### DOCUMENT PASSAGE
↓

Beyond setting the different scenarios for the models, we also need to define the “incidence” observable for the DiseasyModelOdeSeir class. We here use the number of observed positive cases adjusted for under-reporting.

# Create an estimator for the incidence
observables$define_synthetic_observable(
  name = "incidence",
  mapping = \(n_positive, n_population) n_positive / (n_population * 0.65)
)

Create the ensemble

With the functional modules configured, we can now use the combineasy() function to create a large SEIR ensemble. We create the models with different compartment structures (i.e. different number of exposed, infected and recovered compartments) to provide structurally different models.

# Create the ensemble
seir_ensemble <- combineasy(
  model_templates = list(DiseasyModelOdeSeir),
  modules = tidyr::expand_grid(
    activity = activities,
    season = seasons,
    immunity = immunities,
    observables = list(observables)
  ),
  parameters = tidyr::expand_grid(
    # Hyper parameters
    "compartment_structure" = list(
      c("E" = 1L, "I" = 1L, "R" = 1L),
      c("E" = 2L, "I" = 1L, "R" = 1L),
      c("E" = 2L, "I" = 3L, "R" = 1L),
      c("E" = 1L, "I" = 1L, "R" = 3L),
      c("E" = 2L, "I" = 1L, "R" = 3L),
      c("E" = 2L, "I" = 3L, "R" = 3L)
    ),
    "age_cuts_lower" = list(
      c(0, 30, 60)
    ),
    # Parameters
    "disease_progression_rates" = list(
      c("E" = 1 / 2.1, "I" = 1 / 4.5)
    ),
    "overall_infection_risk" = list(
      0.025
    )
  )
)

summary(seir_ensemble)

plot(seir_ensemble, observable = "incidence", prediction_length = 30)

↑

### EXTRACTED DATA
↓

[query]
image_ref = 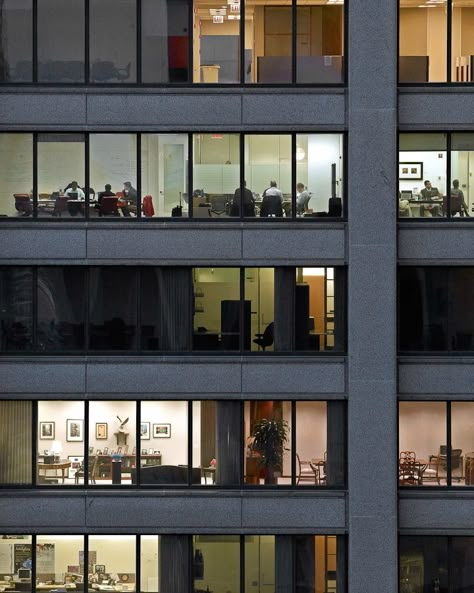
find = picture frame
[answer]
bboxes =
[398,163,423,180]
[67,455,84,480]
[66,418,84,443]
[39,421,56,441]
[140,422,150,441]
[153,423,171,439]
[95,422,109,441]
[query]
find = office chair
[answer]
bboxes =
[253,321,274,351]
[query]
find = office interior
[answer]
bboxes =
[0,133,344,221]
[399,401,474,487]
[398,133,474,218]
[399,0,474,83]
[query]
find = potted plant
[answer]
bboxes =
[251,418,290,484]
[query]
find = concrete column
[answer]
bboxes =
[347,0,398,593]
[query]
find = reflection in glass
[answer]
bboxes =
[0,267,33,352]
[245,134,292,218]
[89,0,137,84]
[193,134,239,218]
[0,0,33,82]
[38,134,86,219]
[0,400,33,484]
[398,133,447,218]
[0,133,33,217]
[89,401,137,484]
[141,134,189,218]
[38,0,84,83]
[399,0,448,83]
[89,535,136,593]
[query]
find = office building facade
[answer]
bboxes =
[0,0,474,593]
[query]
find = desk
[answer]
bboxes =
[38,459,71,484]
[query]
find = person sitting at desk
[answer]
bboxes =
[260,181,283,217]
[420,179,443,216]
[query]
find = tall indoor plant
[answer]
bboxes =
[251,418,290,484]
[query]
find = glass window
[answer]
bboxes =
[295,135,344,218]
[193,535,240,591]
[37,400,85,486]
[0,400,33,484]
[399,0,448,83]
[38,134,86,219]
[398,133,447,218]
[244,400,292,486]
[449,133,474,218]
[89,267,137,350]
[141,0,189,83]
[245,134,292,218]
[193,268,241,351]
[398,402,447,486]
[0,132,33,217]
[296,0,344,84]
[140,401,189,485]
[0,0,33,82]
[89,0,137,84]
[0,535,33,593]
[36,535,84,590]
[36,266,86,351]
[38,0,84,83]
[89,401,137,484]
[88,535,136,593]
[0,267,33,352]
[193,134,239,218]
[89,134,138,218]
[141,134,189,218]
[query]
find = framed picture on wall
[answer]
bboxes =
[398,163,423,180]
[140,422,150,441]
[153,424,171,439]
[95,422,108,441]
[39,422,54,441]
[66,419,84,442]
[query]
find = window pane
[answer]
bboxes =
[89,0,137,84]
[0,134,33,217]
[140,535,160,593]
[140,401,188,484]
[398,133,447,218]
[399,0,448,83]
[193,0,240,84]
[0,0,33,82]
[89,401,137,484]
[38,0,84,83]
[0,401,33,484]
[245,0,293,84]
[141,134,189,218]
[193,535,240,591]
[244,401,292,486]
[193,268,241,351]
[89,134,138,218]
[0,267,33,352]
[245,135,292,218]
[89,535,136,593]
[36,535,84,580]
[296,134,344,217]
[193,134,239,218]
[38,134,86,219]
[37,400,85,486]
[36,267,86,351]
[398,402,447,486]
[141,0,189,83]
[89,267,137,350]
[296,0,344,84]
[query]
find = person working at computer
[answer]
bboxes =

↑

### YOUR ASSIGNMENT
Answer from the SEIR ensemble text:
1. What denominator divides n_positive in the mapping for the "incidence" observable?
2. Which function is used to create the ensemble?
3. What value is given for "overall_infection_risk"?

### RESPONSE TO THE TASK
1. n_population * 0.65
2. combineasy()
3. 0.025